Exercise aim:
From the dining diary below, list every ingredient named in the red curry.

That's my imagination talking, but there is some truth to it.
I start with tom yum soup, a clear broth with a peppery, citrusy flavor. I didn't notice the noodles, vegetables and chicken hunks that were there to be added to the broth, but the broth is pretty good on its own. I have some red curry with carrots, beans, mushrooms and chicken. It is pleasantly peppery, about how I would have ordered it. A single fried egg roll and some rice fills out the plate.
The price, including the iced tea, is $14. I tip the waitress $5, so next time I come she will give me a smile. It just won't be from the buffet.
The radio show rolls along well, although we were fighting a technical problem. It's irritating, but all we need do is take to or three steps back in the way we run these shows from the Ranch. We did it that way for about twenty years, so it can't be that bad.
The Northlake Performing Arts Society has moved to its next program, an assortment of early United States music. Most of what we sample today comes from the rich repertory of Stephen Foster. I know all of those songs from the days when I was listening to the Sons of the Pioneers all the time. But singing them in six-part harmony is something new to me. I am a second tenor for most of these, and I find myself three or four whole steps below the first-tenors' notes. But in a lot of cases I am the only one on those notes. It would help if I were a good sight-reader. But I am getting better all the time. I think.
Back home, I have a slice of pizza left over from my Pizza Man foray of yesterday. Forty-five seconds in the microwave, then four or five minutes in a 400-degree oven, and it's almost as if it had just come out of the big deck oven.
Thai Chili. Covington: 1102 N US 190. 985-809-0180.

Extracted records:
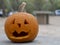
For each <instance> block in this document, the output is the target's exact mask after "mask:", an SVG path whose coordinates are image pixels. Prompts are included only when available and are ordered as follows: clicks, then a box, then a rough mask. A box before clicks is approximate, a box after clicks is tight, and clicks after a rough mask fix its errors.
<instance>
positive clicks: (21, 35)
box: [13, 31, 28, 37]
mask: <svg viewBox="0 0 60 45" xmlns="http://www.w3.org/2000/svg"><path fill="white" fill-rule="evenodd" d="M27 35H28V33H27V32H24V31H22V32H20V33H19V34H18V33H17V32H16V31H14V32H13V36H15V37H23V36H27Z"/></svg>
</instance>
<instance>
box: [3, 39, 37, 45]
mask: <svg viewBox="0 0 60 45" xmlns="http://www.w3.org/2000/svg"><path fill="white" fill-rule="evenodd" d="M2 43H4V44H6V45H7V44H30V43H37V40H34V41H28V42H18V43H17V42H12V41H9V40H4V41H2Z"/></svg>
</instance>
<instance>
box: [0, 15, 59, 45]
mask: <svg viewBox="0 0 60 45" xmlns="http://www.w3.org/2000/svg"><path fill="white" fill-rule="evenodd" d="M5 20H6V18H0V45H60V16H52V17H51V16H50V18H49V23H50V24H49V25H39V34H38V36H37V37H36V39H35V40H34V41H33V42H30V43H12V42H10V41H9V40H8V38H7V37H6V35H5V33H4V22H5Z"/></svg>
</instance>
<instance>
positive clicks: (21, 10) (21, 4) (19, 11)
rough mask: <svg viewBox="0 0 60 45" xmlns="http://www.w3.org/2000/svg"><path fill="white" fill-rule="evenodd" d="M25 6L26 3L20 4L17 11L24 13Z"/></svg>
mask: <svg viewBox="0 0 60 45" xmlns="http://www.w3.org/2000/svg"><path fill="white" fill-rule="evenodd" d="M25 6H26V2H22V4H21V5H19V8H18V11H19V12H25Z"/></svg>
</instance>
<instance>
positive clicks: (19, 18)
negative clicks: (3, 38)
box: [5, 12, 38, 42]
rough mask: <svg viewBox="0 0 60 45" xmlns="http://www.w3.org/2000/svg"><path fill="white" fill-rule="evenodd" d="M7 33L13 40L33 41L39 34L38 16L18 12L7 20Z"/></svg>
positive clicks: (7, 35) (6, 33)
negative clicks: (37, 20) (38, 31)
mask: <svg viewBox="0 0 60 45" xmlns="http://www.w3.org/2000/svg"><path fill="white" fill-rule="evenodd" d="M5 33H6V35H7V37H8V38H9V39H10V40H11V41H13V42H27V41H33V40H34V39H35V37H36V36H37V34H38V23H37V20H36V18H35V17H34V16H33V15H32V14H29V13H26V12H17V13H15V14H12V15H11V16H9V17H8V18H7V20H6V22H5Z"/></svg>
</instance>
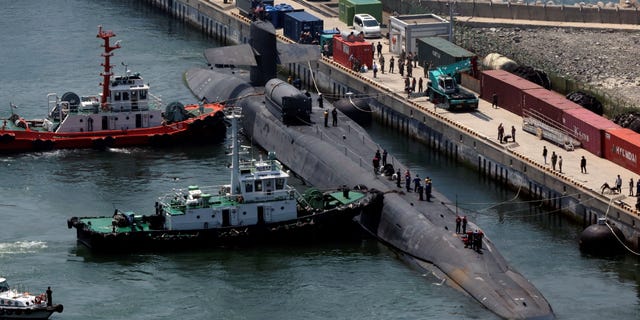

Completed exercise:
Carrots, beans, mushrooms, chicken